▸ Instruksi yang diberikan 1: Bisakah Anda menuliskan ulang baris-baris data di bawah tanpa perubahan apa pun, mulai dari baris pertama data hingga baris yang memuat "[229, 260, 324, 315]", dengan kedua ujungnya ikut disertakan?

Ternyata sutradara Green bukan hanya ingin mengelevasi cerita kesurupan dengan tema kemanusiaan, dia juga ingin menaikkan level horor cerita ini dua kali lipat. Dua anak, dua kasus kesurupan, dua keluarga dengan latar berbeda. Secara cerita dan tema, menurutku ini masih bisa untuk worked out. Karena memang temanya itu ngasih bobot yang bikin film ini bukan sekadar remake cash grab (walau mungkin memang dibuat untuk itu), melainkan memang punya suatu pandangan baru yang ingin dibahas. Film ini toh memang jadi punya delevopment dari dua sudut pandang tadi, mereka berusaha memahami masalah, dan akhirnya menemukan cara untuk membuat mereka jadi paling enggak jadi percaya satu sama lain. Adegan ‘rukiyah’ bareng-bareng antarsesama warga biasa – ‘berdoa’ dengan keyakinan masing-masing – menurutku juga sebenarnya bukan ide atau konsep yang ngawang-ngawang. Karena memang, society modern kita yang either terlalu fanatik sama kepercayaan sendiri atau terlalu cuek sama keadaan orang lain sekali-kali perlu dikasih gambaran bisa gini loh kalo kita saling menghormati. Tidak harus soal kepercayaan siapa yang paling benar. Tidak melulu tentang kepentingan siapa yang harus didahulukan. Meski memang film ini masih terjebak perangkap modern untuk bikin pemuka agama (dalam film ini adalah pastor) kalah telak, tapi momen-momen orang biasa berusaha saling kompromi dalam bentuk bergantian berusaha exorcist dengan cara masing-masing, buatku jadi momen kemanusiaan yang baik, sesuai dengan kacamata horor film ini.

▸ Baris tersimpan:
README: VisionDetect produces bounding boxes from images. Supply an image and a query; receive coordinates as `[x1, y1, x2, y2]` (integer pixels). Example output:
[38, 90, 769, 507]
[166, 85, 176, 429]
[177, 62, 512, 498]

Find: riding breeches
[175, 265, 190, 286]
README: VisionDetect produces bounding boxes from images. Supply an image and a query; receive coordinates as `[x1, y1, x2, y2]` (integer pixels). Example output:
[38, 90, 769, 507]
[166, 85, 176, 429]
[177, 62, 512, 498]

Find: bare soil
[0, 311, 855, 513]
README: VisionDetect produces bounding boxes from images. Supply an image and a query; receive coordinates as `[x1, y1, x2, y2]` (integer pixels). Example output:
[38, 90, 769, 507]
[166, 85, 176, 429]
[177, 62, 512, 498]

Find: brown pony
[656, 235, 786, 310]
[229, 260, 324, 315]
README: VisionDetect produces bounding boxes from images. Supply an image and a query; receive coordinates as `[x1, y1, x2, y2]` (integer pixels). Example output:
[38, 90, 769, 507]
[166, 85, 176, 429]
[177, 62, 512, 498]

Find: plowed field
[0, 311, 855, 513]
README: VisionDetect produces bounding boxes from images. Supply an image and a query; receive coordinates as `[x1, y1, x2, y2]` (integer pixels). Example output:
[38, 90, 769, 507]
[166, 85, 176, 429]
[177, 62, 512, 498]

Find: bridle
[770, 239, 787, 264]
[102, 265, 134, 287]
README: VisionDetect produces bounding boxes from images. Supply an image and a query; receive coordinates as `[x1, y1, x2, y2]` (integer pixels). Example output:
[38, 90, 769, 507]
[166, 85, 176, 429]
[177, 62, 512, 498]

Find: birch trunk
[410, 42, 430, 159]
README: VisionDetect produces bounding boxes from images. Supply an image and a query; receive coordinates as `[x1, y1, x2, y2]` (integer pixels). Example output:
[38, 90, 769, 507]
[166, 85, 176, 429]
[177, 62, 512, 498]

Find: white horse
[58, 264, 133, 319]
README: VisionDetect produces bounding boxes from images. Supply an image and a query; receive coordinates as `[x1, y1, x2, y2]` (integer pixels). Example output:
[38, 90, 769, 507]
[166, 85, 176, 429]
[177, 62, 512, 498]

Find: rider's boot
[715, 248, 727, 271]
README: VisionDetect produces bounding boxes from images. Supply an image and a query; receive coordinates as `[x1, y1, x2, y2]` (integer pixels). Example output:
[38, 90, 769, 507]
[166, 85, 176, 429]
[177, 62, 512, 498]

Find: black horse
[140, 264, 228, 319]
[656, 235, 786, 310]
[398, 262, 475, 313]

▸ Instruksi yang diberikan 2: Bisakah Anda mengembalikan seluruh ulasan film horor di atas tanpa mengubah satu kata pun?

▸ Jawaban yang benar 1:
README: VisionDetect produces bounding boxes from images. Supply an image and a query; receive coordinates as `[x1, y1, x2, y2]` (integer pixels). Example output:
[38, 90, 769, 507]
[166, 85, 176, 429]
[177, 62, 512, 498]

Find: riding breeches
[175, 265, 190, 286]
README: VisionDetect produces bounding boxes from images. Supply an image and a query; receive coordinates as `[x1, y1, x2, y2]` (integer pixels). Example output:
[38, 90, 769, 507]
[166, 85, 176, 429]
[177, 62, 512, 498]

Find: bare soil
[0, 311, 855, 513]
README: VisionDetect produces bounding boxes from images. Supply an image and a query; receive coordinates as `[x1, y1, x2, y2]` (integer pixels). Example output:
[38, 90, 769, 507]
[166, 85, 176, 429]
[177, 62, 512, 498]

Find: brown pony
[656, 235, 786, 310]
[229, 260, 324, 315]

▸ Jawaban yang benar 2:
Ternyata sutradara Green bukan hanya ingin mengelevasi cerita kesurupan dengan tema kemanusiaan, dia juga ingin menaikkan level horor cerita ini dua kali lipat. Dua anak, dua kasus kesurupan, dua keluarga dengan latar berbeda. Secara cerita dan tema, menurutku ini masih bisa untuk worked out. Karena memang temanya itu ngasih bobot yang bikin film ini bukan sekadar remake cash grab (walau mungkin memang dibuat untuk itu), melainkan memang punya suatu pandangan baru yang ingin dibahas. Film ini toh memang jadi punya delevopment dari dua sudut pandang tadi, mereka berusaha memahami masalah, dan akhirnya menemukan cara untuk membuat mereka jadi paling enggak jadi percaya satu sama lain. Adegan ‘rukiyah’ bareng-bareng antarsesama warga biasa – ‘berdoa’ dengan keyakinan masing-masing – menurutku juga sebenarnya bukan ide atau konsep yang ngawang-ngawang. Karena memang, society modern kita yang either terlalu fanatik sama kepercayaan sendiri atau terlalu cuek sama keadaan orang lain sekali-kali perlu dikasih gambaran bisa gini loh kalo kita saling menghormati. Tidak harus soal kepercayaan siapa yang paling benar. Tidak melulu tentang kepentingan siapa yang harus didahulukan. Meski memang film ini masih terjebak perangkap modern untuk bikin pemuka agama (dalam film ini adalah pastor) kalah telak, tapi momen-momen orang biasa berusaha saling kompromi dalam bentuk bergantian berusaha exorcist dengan cara masing-masing, buatku jadi momen kemanusiaan yang baik, sesuai dengan kacamata horor film ini.